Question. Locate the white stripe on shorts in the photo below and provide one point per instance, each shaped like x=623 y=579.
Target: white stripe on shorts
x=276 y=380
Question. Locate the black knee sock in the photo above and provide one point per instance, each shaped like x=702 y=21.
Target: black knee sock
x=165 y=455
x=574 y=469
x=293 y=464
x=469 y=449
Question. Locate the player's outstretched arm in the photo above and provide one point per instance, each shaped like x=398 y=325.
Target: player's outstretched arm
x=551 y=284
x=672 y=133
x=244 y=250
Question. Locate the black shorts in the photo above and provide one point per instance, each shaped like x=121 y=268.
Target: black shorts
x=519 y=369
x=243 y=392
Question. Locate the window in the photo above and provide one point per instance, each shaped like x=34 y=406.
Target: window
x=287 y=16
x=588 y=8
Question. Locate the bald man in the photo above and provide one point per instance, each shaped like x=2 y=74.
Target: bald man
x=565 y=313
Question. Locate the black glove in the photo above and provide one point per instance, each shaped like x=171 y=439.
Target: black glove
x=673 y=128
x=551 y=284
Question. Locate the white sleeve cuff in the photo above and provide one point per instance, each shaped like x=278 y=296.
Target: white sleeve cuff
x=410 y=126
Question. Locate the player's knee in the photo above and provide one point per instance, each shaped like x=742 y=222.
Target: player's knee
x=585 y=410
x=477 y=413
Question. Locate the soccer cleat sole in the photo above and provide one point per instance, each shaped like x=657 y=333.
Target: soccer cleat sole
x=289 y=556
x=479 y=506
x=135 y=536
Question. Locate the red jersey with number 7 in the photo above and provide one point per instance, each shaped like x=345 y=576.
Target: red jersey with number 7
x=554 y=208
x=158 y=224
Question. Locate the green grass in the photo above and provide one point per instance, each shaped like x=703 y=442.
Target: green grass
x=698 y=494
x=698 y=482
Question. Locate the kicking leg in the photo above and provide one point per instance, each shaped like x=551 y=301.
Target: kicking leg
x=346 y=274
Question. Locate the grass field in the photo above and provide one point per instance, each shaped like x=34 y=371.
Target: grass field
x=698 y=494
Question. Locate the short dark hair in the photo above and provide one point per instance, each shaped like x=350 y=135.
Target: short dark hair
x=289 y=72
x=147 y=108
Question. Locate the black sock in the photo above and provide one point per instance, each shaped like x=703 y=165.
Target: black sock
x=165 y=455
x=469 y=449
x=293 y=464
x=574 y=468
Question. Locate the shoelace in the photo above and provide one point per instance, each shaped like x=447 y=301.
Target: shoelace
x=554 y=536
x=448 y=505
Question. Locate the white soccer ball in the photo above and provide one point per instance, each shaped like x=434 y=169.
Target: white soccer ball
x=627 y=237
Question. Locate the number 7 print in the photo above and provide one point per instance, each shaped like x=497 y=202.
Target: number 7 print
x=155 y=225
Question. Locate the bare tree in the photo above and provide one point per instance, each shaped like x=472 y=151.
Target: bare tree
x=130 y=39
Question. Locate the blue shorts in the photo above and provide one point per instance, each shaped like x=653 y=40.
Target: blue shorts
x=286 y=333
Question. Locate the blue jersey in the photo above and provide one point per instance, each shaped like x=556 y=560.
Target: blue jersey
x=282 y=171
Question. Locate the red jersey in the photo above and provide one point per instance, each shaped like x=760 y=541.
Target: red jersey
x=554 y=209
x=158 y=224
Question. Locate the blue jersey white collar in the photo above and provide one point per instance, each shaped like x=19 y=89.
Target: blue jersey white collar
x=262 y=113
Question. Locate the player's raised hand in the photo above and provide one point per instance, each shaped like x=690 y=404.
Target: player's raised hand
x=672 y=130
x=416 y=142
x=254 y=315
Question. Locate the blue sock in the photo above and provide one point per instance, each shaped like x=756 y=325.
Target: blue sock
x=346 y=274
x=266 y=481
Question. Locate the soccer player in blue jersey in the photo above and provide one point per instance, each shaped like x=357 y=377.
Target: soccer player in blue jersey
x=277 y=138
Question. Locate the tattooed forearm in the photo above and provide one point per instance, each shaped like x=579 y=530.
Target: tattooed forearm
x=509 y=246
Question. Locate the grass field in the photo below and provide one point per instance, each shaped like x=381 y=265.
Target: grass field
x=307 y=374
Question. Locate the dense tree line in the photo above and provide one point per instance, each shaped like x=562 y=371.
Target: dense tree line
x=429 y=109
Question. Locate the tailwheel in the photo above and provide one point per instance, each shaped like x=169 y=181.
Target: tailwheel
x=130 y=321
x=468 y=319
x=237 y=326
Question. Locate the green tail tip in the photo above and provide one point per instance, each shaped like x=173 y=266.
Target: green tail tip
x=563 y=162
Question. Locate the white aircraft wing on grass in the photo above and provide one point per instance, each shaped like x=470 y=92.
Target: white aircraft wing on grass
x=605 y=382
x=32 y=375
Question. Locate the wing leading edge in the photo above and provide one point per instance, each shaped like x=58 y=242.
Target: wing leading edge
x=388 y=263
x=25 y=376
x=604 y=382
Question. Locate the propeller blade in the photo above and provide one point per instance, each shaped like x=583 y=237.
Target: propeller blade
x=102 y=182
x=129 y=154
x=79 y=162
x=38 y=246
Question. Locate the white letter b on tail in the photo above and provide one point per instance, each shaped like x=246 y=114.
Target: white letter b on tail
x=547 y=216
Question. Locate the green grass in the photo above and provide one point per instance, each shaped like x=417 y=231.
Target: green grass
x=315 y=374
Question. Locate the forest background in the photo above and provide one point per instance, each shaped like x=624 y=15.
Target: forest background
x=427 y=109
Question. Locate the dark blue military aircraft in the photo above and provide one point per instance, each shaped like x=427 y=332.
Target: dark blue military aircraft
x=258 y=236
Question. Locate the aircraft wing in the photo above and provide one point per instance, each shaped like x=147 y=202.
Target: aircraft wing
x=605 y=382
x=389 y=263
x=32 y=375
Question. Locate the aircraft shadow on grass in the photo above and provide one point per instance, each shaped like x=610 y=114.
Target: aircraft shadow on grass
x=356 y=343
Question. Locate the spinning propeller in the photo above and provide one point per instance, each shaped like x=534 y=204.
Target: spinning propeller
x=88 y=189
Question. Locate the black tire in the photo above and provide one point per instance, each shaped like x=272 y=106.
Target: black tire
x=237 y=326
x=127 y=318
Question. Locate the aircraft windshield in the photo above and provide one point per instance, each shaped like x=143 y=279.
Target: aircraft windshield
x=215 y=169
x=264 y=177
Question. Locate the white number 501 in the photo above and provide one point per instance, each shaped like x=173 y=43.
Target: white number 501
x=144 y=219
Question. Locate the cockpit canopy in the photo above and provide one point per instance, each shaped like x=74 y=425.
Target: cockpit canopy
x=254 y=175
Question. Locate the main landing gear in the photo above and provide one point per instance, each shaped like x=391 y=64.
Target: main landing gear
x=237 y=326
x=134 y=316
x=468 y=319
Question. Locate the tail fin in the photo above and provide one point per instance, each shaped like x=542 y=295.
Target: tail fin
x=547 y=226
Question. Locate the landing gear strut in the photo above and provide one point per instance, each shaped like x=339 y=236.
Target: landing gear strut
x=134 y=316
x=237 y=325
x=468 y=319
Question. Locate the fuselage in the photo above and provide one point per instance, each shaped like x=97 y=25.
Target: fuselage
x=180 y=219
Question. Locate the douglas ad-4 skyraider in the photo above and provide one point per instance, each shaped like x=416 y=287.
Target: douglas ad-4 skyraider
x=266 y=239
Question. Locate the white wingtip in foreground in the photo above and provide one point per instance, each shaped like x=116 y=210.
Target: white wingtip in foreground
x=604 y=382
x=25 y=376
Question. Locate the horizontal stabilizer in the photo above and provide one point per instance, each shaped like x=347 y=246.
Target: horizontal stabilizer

= = =

● **WRITTEN EXERCISE**:
Rewrite every row above with each "Locate" changed to "Find" and nothing else altered.

● **THE REPLY**:
Question. Find the white stripe on shorts in the photo below and provide one point per instance, each shaped like x=623 y=579.
Target: white stripe on shorts
x=276 y=380
Question. Find the black knee sock in the photo above and provide one point per instance, each shaped like x=702 y=21.
Target: black knee sock
x=165 y=455
x=574 y=469
x=293 y=464
x=469 y=449
Question. Find the player's outstretched arm in the photo above and provide one point per instance, each shaped like x=398 y=325.
Target: player's outstretched arm
x=551 y=284
x=672 y=133
x=244 y=250
Question. Find the black shorts in the photo above and provide one point per instance, each shaped like x=121 y=268.
Target: black shorts
x=519 y=369
x=243 y=392
Question. Find the window in the photo above and provide one point per instance, each shaped like x=34 y=406.
Target: window
x=287 y=16
x=588 y=8
Question. Find the bald man in the photo above and provide one point per instance, each shaped like x=2 y=74.
Target: bald man
x=565 y=313
Question. Find the black glove in the photo above and provide one point per instance, each shaped like x=171 y=439.
Target: black glove
x=673 y=128
x=551 y=284
Question. Find the white sleeve cuff in the photo above and provide one point per instance, each shaped like x=278 y=296.
Target: white sleeve cuff
x=410 y=126
Question. Find the player's knee in the photo above and provide one point per instance, each shaped like x=742 y=222.
Target: player's knee
x=585 y=410
x=477 y=413
Question. Find the soccer cleat sole in the photo above and provide one point per instance, each shaped like x=657 y=333.
Target: soccer cleat sole
x=289 y=556
x=479 y=506
x=135 y=536
Question. Find the red jersey with number 7 in the photo above and provide one point per instance, each shaped like x=345 y=576.
Target: red jersey with number 7
x=554 y=208
x=158 y=224
Question. Find the green grass in the photo above and provide one point per instance, each shaped like x=703 y=442.
Target: green grass
x=698 y=494
x=698 y=482
Question. Find the kicking leg in the photo above and provide one point per instance, each shaped like x=551 y=301.
Target: kicking leg
x=346 y=274
Question. Find the grass field in the photo above and provide one point per instance, each shaped like x=34 y=371.
Target: grass field
x=698 y=494
Question. Find the short dark hair in the photo above and provide one point per instance, each shaped like x=350 y=135.
Target: short dark hair
x=289 y=72
x=147 y=108
Question. Find the black sock in the photo above and provide one point per instance, each shaped like x=703 y=165.
Target: black sock
x=165 y=455
x=469 y=449
x=293 y=464
x=574 y=468
Question. Find the shoelace in the photo above and provide one point per instance, each shaped like x=447 y=301.
Target: shoelace
x=554 y=536
x=448 y=505
Question. Find the white soccer ball in the photo above and provide one point per instance, each shaped like x=434 y=169.
Target: white soccer ball
x=627 y=237
Question. Find the number 7 print in the photo above and provide one point per instance, each shaped like x=497 y=202.
Target: number 7 print
x=155 y=225
Question. Find the bare tree in the photo above and provide one point per instance, each shaped like x=472 y=151.
Target: bare tree
x=130 y=39
Question. Find the blue shorts in the photo above and provide one point per instance, each shaped like x=653 y=40.
Target: blue shorts
x=286 y=333
Question. Find the blue jersey in the photo above and provide one point per instance, each shaped like x=556 y=560.
Target: blue jersey
x=282 y=171
Question. Find the red jersey in the photo above and provide one point per instance, each shaped like x=760 y=541.
Target: red jersey
x=554 y=209
x=158 y=224
Question. Find the blue jersey white collar in the photo above and provide one point per instance, each shaped like x=19 y=89.
Target: blue jersey white collar
x=262 y=113
Question. Find the player's raised hand in the photo above and provide one point per instance, each shaped like x=690 y=404.
Target: player's raised hand
x=672 y=130
x=416 y=142
x=254 y=315
Question. Find the blue sock in the photo above and provide one point per instance, each shaped like x=756 y=325.
Target: blue sock
x=346 y=274
x=266 y=481
Question. Find the soccer player in blue jersey in the photo above and provide one point per instance, each shaped like x=357 y=377.
Target: soccer player in blue jersey
x=277 y=138
Question. Find the tattooed forearm in the photo above and provide one point per instance, each shaped like x=579 y=530.
Target: tattooed forearm
x=509 y=246
Question. Find the grass field in the photo below and provide one point per instance, each shaped like x=381 y=265.
Target: grass field
x=307 y=374
Question. Find the dense tree line in the photo above and provide one point per instance, each shaped like x=562 y=371.
Target: dense tree line
x=429 y=109
Question. Find the tailwheel in the photo above and provide one point per instance, each shaped like x=169 y=181.
Target: tailwheel
x=130 y=321
x=468 y=319
x=237 y=326
Question. Find the green tail tip in the photo above and provide one point per instance, each shaped like x=173 y=266.
Target: green tail tip
x=563 y=162
Question. Find the white aircraft wing on grass in the photo above and provide one point per instance, each shaped like x=470 y=92.
Target: white aircraft wing on grass
x=605 y=382
x=32 y=375
Question. Find the wing leading edge in the photo above and provide one point per instance, each shaped like x=58 y=242.
Target: wing leading edge
x=388 y=263
x=25 y=376
x=604 y=382
Question. Find the propeller blade in the photo above and provide one point per instance, each shaped like x=583 y=237.
Target: propeller blade
x=102 y=182
x=129 y=154
x=79 y=162
x=38 y=246
Question. Find the white letter b on tail in the photo above and provide one point per instance, each shaped like x=246 y=114.
Target: white letter b on tail
x=547 y=216
Question. Find the green grass in the photo above and provide one point per instance, each shaped like x=417 y=231.
Target: green grass
x=315 y=374
Question. Find the forest background in the photo above and provide one point per instance, each shaped like x=624 y=15.
Target: forest background
x=427 y=109
Question. Find the dark blue military aircraft in the photo above and provide one point per instance, each shaped like x=427 y=332.
Target: dark blue military aircraft
x=258 y=236
Question. Find the aircraft wing in the photo above and provide one point per instance, each shaped like x=147 y=202.
Target: aircraft wing
x=605 y=382
x=389 y=263
x=32 y=375
Question. Find the aircraft shadow on grass in the photo above and provide one point per instance, each shaped like x=610 y=114.
Target: aircraft shadow on grass
x=356 y=343
Question. Find the spinning propeller in the photo above and provide one point per instance, each shaped like x=534 y=204.
Target: spinning propeller
x=88 y=189
Question. Find the black tire in the photo above and provide one point per instance, each shaped like x=272 y=106.
Target: black tire
x=237 y=326
x=127 y=318
Question. Find the aircraft windshield in the photo above and provide one point per instance, each shaped like x=143 y=279.
Target: aircraft windshield
x=215 y=169
x=264 y=177
Question. Find the white number 501 in the photo above and provide one point per instance, each shaped like x=173 y=43.
Target: white number 501
x=144 y=219
Question. Find the cockpit canopy in the photo above and provide one point per instance, each shaped like x=74 y=425.
Target: cockpit canopy
x=254 y=175
Question. Find the main landing gear in the photo above and provide one point per instance, each shaped like x=391 y=64.
Target: main landing gear
x=237 y=326
x=134 y=316
x=468 y=319
Question. Find the tail fin in the photo above and provide one point per instance, each shaped like x=542 y=295.
Target: tail fin
x=547 y=226
Question. Find the landing gear strut in the photo above and provide one point per instance, each shaped like x=339 y=236.
Target: landing gear strut
x=134 y=316
x=237 y=325
x=468 y=319
Question. Find the fuselage in the photo above and provide one point per instance, each shaped like x=97 y=25.
Target: fuselage
x=180 y=219
Question. Find the douglas ad-4 skyraider in the photo above and provide one point per instance, each shaped like x=416 y=287.
Target: douglas ad-4 skyraider
x=266 y=239
Question. Find the white wingtip in foreground in the photo above and provide one point per instance, each shaped like x=116 y=210.
Target: white wingtip in foreground
x=604 y=382
x=25 y=376
Question. Find the horizontal stabilizer in the photo above and provide one point per instance, each shaped like x=347 y=246.
Target: horizontal stabilizer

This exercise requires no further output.